◆ **Your objective**
Rewrite the listing below as a numbered list, starting at the line containing "face and give integer pixel coordinates." and running through the last line of the listing. Include both of those lines, and leave out any blank lines.

#####

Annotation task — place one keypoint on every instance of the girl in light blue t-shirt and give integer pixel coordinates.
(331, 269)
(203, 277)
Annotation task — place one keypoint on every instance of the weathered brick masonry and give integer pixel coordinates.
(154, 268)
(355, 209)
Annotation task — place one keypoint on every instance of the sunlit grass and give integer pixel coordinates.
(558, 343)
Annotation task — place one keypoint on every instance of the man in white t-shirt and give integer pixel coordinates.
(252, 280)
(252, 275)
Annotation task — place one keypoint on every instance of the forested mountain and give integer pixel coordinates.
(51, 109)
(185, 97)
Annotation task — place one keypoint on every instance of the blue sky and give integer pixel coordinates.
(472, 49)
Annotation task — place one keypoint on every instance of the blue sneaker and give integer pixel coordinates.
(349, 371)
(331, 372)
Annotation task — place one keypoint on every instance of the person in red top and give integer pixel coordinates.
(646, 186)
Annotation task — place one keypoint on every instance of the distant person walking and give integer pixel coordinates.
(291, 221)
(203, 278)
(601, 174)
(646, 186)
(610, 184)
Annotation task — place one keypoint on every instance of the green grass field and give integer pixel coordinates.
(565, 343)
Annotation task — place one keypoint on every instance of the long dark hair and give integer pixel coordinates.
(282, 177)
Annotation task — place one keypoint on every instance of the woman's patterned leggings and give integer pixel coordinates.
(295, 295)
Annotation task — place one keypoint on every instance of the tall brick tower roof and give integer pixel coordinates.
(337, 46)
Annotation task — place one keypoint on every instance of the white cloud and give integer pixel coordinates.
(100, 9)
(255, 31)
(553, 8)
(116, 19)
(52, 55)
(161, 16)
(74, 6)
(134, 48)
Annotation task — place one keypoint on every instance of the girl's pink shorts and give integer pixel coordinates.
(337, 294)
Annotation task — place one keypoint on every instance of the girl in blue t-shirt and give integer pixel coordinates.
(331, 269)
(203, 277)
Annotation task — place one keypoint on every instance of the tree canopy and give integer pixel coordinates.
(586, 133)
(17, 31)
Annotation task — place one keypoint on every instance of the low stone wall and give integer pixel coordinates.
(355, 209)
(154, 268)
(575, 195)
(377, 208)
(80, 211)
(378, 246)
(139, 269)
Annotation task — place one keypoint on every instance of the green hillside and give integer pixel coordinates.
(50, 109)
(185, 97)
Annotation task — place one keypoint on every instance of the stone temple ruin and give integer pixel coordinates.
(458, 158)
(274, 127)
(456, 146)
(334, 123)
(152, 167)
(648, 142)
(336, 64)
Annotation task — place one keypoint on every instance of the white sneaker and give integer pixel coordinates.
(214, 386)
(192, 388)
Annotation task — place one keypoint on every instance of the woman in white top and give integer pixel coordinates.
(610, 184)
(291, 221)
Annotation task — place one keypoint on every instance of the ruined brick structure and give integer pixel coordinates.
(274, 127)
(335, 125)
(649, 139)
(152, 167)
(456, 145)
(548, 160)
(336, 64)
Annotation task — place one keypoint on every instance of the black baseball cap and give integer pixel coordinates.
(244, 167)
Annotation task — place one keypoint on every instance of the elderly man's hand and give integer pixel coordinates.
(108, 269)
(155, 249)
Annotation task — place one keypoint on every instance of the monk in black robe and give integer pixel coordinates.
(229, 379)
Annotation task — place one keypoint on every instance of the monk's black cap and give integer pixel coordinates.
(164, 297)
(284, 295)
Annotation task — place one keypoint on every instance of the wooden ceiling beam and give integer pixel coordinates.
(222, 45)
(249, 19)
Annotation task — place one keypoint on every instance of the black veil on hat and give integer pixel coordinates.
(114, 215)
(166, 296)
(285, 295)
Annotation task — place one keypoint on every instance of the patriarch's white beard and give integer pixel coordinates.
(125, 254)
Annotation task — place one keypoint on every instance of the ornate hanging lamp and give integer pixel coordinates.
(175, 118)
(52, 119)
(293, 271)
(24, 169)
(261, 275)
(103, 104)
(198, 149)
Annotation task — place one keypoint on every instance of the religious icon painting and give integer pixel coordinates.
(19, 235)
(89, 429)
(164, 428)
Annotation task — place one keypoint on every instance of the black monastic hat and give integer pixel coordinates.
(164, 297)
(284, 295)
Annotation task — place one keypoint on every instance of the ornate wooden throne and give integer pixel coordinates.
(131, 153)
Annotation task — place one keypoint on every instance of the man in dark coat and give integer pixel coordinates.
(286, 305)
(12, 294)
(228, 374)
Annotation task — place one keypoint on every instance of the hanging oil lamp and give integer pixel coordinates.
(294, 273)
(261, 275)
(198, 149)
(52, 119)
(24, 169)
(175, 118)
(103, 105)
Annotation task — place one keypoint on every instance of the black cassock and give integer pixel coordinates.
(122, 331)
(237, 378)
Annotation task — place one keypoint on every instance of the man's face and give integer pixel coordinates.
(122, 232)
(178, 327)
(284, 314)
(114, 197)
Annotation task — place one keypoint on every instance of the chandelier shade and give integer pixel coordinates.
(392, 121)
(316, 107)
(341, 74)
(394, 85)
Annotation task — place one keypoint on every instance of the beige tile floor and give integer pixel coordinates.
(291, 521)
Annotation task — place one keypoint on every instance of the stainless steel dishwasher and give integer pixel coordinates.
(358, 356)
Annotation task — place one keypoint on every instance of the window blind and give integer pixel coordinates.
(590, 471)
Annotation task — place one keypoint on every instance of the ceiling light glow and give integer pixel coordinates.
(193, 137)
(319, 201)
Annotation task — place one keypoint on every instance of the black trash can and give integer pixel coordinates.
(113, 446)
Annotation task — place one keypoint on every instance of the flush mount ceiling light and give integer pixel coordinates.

#####

◆ **Final result**
1. Annotation task — place one keypoint on every instance of the man's face and give integer pixel coordinates.
2. (122, 232)
3. (178, 327)
4. (284, 314)
5. (114, 197)
6. Annotation task — place one keypoint on every instance of the chandelier shade and give integer pixel coordinates.
7. (392, 121)
8. (316, 107)
9. (341, 74)
10. (394, 85)
11. Annotation task — place one keypoint on every instance of the beige tile floor and give integer pixel coordinates.
12. (291, 521)
13. Annotation task — place one keypoint on every instance of the stainless steel dishwasher and give integer pixel coordinates.
14. (358, 356)
15. Annotation task — place one keypoint on every instance of the window blind and give integer pixel coordinates.
16. (590, 471)
17. Annotation task — place one keypoint on every instance of the ceiling light glow and give integer pixel coordinates.
18. (193, 137)
19. (319, 201)
20. Annotation task — place one keypoint on every instance of the black trash can and give integer pixel coordinates.
21. (113, 446)
22. Annotation task — place one keypoint on every instance of the flush mount ceiling light and give integer pixel coordinates.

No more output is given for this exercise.